Stored items:
::::

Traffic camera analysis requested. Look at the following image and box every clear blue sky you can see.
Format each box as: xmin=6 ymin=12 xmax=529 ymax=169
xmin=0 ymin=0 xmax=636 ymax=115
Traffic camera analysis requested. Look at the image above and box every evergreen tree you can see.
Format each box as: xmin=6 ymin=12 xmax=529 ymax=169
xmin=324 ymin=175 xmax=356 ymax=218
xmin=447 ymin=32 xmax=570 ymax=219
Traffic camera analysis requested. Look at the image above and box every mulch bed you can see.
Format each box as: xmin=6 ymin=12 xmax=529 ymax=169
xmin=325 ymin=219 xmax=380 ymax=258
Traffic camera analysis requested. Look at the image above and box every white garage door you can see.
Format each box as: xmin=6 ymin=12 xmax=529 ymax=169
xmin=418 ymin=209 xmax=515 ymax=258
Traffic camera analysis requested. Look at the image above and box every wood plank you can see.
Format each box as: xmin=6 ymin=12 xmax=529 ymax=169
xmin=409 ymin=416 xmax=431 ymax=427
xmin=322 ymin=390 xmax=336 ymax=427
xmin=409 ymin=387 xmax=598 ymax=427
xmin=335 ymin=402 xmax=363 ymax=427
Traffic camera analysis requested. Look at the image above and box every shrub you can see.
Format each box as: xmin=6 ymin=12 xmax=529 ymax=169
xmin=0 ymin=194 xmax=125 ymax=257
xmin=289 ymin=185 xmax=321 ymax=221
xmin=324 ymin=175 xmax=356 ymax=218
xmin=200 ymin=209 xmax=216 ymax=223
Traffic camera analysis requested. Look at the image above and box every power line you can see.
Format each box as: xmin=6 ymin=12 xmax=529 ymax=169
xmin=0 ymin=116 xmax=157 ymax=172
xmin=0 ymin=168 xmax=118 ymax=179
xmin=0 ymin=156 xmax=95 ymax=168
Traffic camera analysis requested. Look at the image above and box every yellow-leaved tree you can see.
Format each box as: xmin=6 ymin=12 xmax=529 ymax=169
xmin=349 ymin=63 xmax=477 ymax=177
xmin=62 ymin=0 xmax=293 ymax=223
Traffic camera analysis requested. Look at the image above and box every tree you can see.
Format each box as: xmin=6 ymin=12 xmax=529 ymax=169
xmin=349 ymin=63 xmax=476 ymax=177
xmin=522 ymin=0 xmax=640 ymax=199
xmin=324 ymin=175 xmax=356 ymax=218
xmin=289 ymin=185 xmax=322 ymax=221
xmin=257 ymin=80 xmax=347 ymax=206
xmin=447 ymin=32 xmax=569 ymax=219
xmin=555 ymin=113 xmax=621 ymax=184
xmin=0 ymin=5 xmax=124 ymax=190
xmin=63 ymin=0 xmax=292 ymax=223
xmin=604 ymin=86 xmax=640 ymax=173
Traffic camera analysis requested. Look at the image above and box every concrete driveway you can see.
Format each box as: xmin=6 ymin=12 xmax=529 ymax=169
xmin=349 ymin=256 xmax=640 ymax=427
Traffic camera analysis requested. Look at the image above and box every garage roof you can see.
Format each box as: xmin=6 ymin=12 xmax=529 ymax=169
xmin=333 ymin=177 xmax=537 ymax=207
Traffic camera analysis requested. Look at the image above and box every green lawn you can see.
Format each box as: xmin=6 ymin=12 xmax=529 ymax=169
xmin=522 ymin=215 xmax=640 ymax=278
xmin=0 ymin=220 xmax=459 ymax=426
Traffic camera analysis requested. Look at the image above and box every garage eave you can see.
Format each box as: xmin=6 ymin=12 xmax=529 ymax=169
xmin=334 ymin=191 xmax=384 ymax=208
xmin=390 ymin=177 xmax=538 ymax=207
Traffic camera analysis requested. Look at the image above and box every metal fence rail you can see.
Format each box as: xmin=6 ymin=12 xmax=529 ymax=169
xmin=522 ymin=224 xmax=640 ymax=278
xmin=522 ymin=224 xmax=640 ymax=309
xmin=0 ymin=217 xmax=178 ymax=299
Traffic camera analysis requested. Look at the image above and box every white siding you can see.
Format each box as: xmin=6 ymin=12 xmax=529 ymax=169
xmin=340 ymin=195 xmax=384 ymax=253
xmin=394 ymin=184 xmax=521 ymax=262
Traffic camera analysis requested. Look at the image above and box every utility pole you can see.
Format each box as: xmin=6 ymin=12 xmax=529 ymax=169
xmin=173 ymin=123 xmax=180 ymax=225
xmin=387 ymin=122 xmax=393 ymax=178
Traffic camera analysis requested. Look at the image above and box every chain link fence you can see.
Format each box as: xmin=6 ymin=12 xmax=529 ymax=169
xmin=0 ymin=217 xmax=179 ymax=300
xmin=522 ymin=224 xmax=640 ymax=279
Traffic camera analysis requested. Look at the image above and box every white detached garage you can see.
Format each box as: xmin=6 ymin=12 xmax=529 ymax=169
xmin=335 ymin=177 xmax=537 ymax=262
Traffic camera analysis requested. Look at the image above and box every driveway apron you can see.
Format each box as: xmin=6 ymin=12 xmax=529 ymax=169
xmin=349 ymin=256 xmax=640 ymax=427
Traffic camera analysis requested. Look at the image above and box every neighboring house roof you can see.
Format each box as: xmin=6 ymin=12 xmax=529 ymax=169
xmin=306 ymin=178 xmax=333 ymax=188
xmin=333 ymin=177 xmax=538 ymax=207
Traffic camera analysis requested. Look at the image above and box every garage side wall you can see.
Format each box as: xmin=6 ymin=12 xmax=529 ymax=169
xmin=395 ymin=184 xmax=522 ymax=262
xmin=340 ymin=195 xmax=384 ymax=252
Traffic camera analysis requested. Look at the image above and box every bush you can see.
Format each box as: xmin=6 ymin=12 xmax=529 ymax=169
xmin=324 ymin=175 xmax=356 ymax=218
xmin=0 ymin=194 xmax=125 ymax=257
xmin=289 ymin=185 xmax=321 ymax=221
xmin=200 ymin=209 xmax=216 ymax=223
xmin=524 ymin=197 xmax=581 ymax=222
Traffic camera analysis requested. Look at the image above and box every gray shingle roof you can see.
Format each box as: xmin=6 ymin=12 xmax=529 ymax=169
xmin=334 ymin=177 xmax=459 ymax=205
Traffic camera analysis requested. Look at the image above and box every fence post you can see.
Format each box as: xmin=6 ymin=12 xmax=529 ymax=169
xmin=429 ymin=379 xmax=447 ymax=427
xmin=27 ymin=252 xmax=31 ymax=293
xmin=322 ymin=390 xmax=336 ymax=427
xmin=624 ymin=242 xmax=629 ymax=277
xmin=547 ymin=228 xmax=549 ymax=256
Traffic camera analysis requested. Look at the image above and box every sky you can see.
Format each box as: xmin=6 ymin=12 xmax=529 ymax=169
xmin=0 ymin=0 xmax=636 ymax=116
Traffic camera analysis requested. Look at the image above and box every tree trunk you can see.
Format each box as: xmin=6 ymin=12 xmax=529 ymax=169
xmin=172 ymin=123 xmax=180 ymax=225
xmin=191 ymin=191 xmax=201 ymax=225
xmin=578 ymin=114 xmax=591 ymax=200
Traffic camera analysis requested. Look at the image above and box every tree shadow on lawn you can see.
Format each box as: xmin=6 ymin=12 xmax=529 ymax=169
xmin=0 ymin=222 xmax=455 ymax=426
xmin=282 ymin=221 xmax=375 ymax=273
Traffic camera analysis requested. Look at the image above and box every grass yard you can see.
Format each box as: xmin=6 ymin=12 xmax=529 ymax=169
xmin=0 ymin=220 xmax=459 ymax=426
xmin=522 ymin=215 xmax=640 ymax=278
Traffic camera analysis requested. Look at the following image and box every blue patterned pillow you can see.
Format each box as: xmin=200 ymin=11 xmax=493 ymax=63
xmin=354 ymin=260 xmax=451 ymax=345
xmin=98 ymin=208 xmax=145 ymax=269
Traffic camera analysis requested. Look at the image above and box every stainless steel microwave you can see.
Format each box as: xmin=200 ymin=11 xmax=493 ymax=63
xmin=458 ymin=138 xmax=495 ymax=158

::::

Reproduce everything in the data from the line containing "bed you can see." down through the line containing "xmin=418 ymin=209 xmax=515 ymax=258", substituting "flower bed" for "mulch bed" and leaving all else unchanged.

• **Answer below**
Traffic camera analysis requested. Look at the image above and box every flower bed you can see.
Format each box as: xmin=6 ymin=12 xmax=529 ymax=169
xmin=325 ymin=219 xmax=380 ymax=258
Traffic camera analysis requested. Look at the image above and box every white garage door you can see.
Format each box as: xmin=6 ymin=12 xmax=529 ymax=169
xmin=418 ymin=209 xmax=515 ymax=258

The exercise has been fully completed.